_Task directions_
Pictures stay out; print the rest of the listing below exactly as it stands.
═══
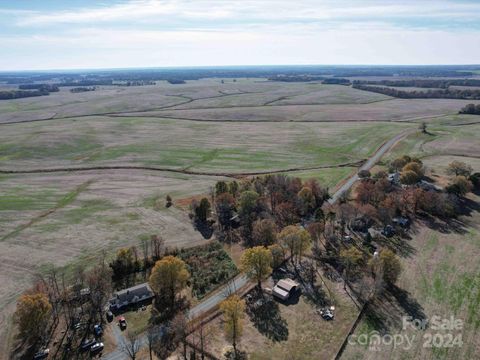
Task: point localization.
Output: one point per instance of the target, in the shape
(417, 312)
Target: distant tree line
(176, 81)
(470, 94)
(135, 83)
(106, 77)
(44, 87)
(471, 109)
(82, 89)
(86, 82)
(422, 83)
(296, 78)
(336, 81)
(18, 94)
═══
_Problem solution_
Task: point localization.
Output: one point per instance of the target, in the shape
(417, 312)
Target: distant tree line
(176, 81)
(470, 94)
(135, 83)
(106, 77)
(44, 87)
(471, 109)
(82, 89)
(86, 82)
(422, 83)
(296, 78)
(336, 81)
(18, 94)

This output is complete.